TASK TO CARRY OUT:
Wherever the word "below" shows up in the data, report the line it sits in.

[Point-per-instance localization data]
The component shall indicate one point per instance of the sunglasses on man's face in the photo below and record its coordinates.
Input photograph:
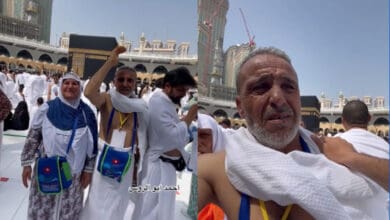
(121, 80)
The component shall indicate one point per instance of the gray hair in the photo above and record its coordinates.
(261, 51)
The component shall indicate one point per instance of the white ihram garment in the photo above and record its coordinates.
(166, 132)
(109, 199)
(323, 188)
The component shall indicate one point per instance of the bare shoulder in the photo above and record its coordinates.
(211, 168)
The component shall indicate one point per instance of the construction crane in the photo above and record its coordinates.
(251, 38)
(208, 22)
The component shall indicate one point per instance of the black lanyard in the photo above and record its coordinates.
(134, 127)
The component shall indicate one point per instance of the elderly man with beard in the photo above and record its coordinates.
(273, 169)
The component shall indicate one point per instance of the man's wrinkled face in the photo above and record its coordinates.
(70, 89)
(205, 140)
(125, 81)
(269, 100)
(176, 93)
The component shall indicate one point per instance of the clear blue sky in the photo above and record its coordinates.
(335, 45)
(164, 20)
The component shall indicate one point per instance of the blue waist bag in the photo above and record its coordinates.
(53, 174)
(113, 164)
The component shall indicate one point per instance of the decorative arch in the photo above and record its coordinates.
(324, 120)
(45, 58)
(140, 68)
(63, 61)
(24, 54)
(236, 115)
(160, 70)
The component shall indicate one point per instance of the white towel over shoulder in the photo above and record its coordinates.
(323, 188)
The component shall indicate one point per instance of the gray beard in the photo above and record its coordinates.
(275, 140)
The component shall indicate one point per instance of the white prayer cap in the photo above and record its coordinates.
(73, 103)
(206, 121)
(70, 75)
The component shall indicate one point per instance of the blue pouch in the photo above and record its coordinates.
(113, 164)
(53, 174)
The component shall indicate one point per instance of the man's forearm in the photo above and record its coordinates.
(375, 168)
(92, 88)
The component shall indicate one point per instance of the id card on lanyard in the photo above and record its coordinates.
(118, 138)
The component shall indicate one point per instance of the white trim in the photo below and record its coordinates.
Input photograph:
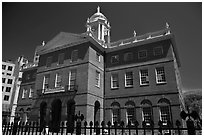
(147, 77)
(23, 93)
(162, 82)
(112, 87)
(126, 79)
(43, 85)
(30, 93)
(140, 52)
(98, 74)
(56, 79)
(69, 80)
(159, 47)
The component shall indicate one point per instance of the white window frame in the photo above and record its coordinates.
(31, 93)
(143, 116)
(60, 57)
(118, 114)
(126, 79)
(141, 52)
(8, 97)
(70, 76)
(24, 92)
(98, 57)
(112, 81)
(98, 79)
(128, 56)
(133, 115)
(164, 122)
(144, 76)
(73, 54)
(160, 75)
(49, 61)
(116, 57)
(156, 49)
(46, 76)
(58, 80)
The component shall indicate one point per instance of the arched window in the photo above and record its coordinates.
(130, 113)
(147, 112)
(115, 112)
(165, 110)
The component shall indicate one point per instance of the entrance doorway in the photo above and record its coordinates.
(97, 112)
(56, 108)
(70, 115)
(43, 108)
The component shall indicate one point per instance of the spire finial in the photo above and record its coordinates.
(167, 25)
(134, 33)
(98, 9)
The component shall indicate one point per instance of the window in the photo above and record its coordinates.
(147, 114)
(3, 80)
(49, 62)
(46, 82)
(6, 98)
(74, 55)
(129, 79)
(27, 76)
(144, 78)
(8, 89)
(165, 111)
(31, 93)
(97, 79)
(147, 111)
(115, 112)
(24, 93)
(72, 80)
(164, 114)
(114, 81)
(160, 75)
(116, 115)
(158, 51)
(142, 54)
(128, 56)
(34, 75)
(58, 80)
(97, 57)
(8, 74)
(10, 68)
(61, 58)
(3, 67)
(130, 114)
(115, 59)
(9, 81)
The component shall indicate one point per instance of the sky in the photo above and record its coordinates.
(26, 25)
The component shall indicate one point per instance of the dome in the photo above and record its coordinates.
(97, 16)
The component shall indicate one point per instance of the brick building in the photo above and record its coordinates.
(11, 79)
(131, 79)
(7, 88)
(26, 92)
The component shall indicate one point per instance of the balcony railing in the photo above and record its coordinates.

ANSWER SPACE:
The component shall indicate one point per instance of the sunglasses on man's face in the photo below and record its coordinates.
The component shall indicate one point per instance of the white trim in the photo below and record its coordinates.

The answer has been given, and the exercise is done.